• _READING TEXT_
◆ ◆ ◆
Fireworks, rubber bullets: Police clash with residents in Paris suburbs amid coronavirus lockdown

Anti-riot police officers in Villeneuve-la-Garenne, France, on April 20, 2020. PHOTO: AFP

PARIS (AFP, REUTERS) - Police fought running battles overnight in Paris's low-income northern suburbs with residents alleging heavy-handedness by officers enforcing France's strict coronavirus lockdown.

Residents burned trash and cars and shot fireworks at police, who responded with rubber bullets and tear gas in the suburbs of Villeneuve-la-Garenne and Aulnay-sous-Bois, witnesses and police said on Monday (April 20).

The tensions were ignited in the early hours of Saturday after a motorcyclist collided with the open door of an unmarked police car during a police check in Villeneuve-la-Garenne, prompting about 50 angry bystanders to gather to protest.

The skirmishes lasted into the early hours of Sunday before calm was restored.

A police statement said the group targeted officers with "projectiles" in a near two-hour standoff.

The motorcyclist, 30, was hospitalised with a broken leg and had to undergo surgery after he had crashed into the open door of the police car.

Residents alleged the door was opened deliberately so that the rider would smash into it.

The man will lodge a complaint against the officers, his family and a lawyer told AFP, while prosecutors have opened an investigation.

Police said they had wanted to stop the motorcyclist in Villeneuve-La-Garenne after he was seen riding at speed the wrong way down a street without a helmet.

By Monday morning, calm had returned to Villeneuve-la-Garenne after a second night of riots marked by suburban fires and explosions, an AFP journalist observed.

The trouble had also spread to nearby Aulnay-sous-Bois, where police claimed they were "ambushed" by residents in a district of dense, high-rise social housing of mainly immigrant occupants who claim they are regularly the victims of harsh police treatment.

Police said they were targeted by residents using fireworks as projectiles. Four were arrested.

Mediators have been sent into the neighbourhood to soothe tensions, police said.

France's banlieues - high-rise neighbourhoods that ring many of its cities - have long been flashpoints of anger over social and economic grievances.

In 2005, unrest lasted three weeks after two youths died fleeing police in a northern Paris suburb.

The capital's poor, ethnically diverse outskirts appear to have been hit harder by the coronavirus outbreak than more affluent central Paris, official data showing Covid-19-related deaths indicates.

After President Emmanuel Macron imposed a virtual lockdown on March 17, police officers privately expressed concerns that tough restrictions on public life could amplify tensions and spark unrest.

Some residents of public housing have complained of being unfairly targeted and of heavy-handed policing.

'CONFINEMENT AND TENSIONS'

After the motorcyclist was injured on Saturday, rights group SOS Racisme issued a statement calling on the authorities to shed full light on the incident, and urging police restraint "in this time of confinement and tensions".

Earlier this month, prosecutors opened an investigation into the death of a 33-year-old man in detention arrested for allegedly violating the home confinement measures imposed by the government to curb the spread of the coronavirus.

Police said the man resisted arrest. According to his sister, he had suffered from schizophrenia.

Prime Minister Edouard Philippe said Sunday police had carried out 13.5 million checks since the lockdown, with people allowed outside only for essential purposes, and then with a self-certified letter explaining their reasons for leaving their home.

More than 800,000 people were written up for violations.

Several complaints of brutality were lodged against French police during recent months of pension reform protests and "yellow vest" anti-government rallies.
◆ ◆ ◆
According to the article about the clashes in the Paris suburbs, what injury did the motorcyclist suffer?

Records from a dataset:
◆ ◆ ◆
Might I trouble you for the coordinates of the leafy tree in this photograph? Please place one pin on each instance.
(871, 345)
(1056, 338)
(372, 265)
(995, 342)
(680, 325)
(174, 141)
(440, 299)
◆ ◆ ◆
• _RESULT BELOW_
A broken leg.